DIRECTIONS. List every row below that contains the string "fence", copying each such row in full. Case counts.

================

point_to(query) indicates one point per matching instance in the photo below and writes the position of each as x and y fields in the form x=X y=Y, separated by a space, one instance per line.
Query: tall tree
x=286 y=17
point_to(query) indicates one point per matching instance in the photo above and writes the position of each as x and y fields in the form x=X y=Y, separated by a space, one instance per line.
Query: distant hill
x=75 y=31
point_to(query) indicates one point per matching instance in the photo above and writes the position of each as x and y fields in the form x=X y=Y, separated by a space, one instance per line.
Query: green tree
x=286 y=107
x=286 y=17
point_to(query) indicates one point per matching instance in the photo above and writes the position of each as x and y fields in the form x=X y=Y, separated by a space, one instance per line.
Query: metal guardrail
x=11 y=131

================

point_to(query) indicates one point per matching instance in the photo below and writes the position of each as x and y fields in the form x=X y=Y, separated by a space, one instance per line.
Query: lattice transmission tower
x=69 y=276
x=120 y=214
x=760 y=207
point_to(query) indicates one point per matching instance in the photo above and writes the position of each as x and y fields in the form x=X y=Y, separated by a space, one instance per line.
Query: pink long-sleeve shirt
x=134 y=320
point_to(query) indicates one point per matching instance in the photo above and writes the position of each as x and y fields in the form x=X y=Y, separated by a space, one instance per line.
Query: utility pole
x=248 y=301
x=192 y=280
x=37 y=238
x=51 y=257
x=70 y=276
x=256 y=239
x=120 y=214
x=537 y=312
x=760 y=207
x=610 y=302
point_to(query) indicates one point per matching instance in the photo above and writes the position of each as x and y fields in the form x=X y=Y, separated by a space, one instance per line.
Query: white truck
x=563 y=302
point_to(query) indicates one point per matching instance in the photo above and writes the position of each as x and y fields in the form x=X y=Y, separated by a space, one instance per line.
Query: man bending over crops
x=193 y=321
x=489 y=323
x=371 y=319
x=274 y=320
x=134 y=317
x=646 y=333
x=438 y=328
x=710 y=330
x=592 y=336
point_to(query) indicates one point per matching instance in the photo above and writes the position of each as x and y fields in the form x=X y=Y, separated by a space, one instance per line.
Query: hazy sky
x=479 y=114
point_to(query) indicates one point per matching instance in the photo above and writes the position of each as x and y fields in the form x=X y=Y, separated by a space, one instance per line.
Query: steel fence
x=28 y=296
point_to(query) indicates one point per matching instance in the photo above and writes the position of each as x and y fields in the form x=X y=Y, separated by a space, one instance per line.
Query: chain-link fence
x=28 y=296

================

REPLY TO THE EXERCISE.
Query: steel fence
Query: chain-link fence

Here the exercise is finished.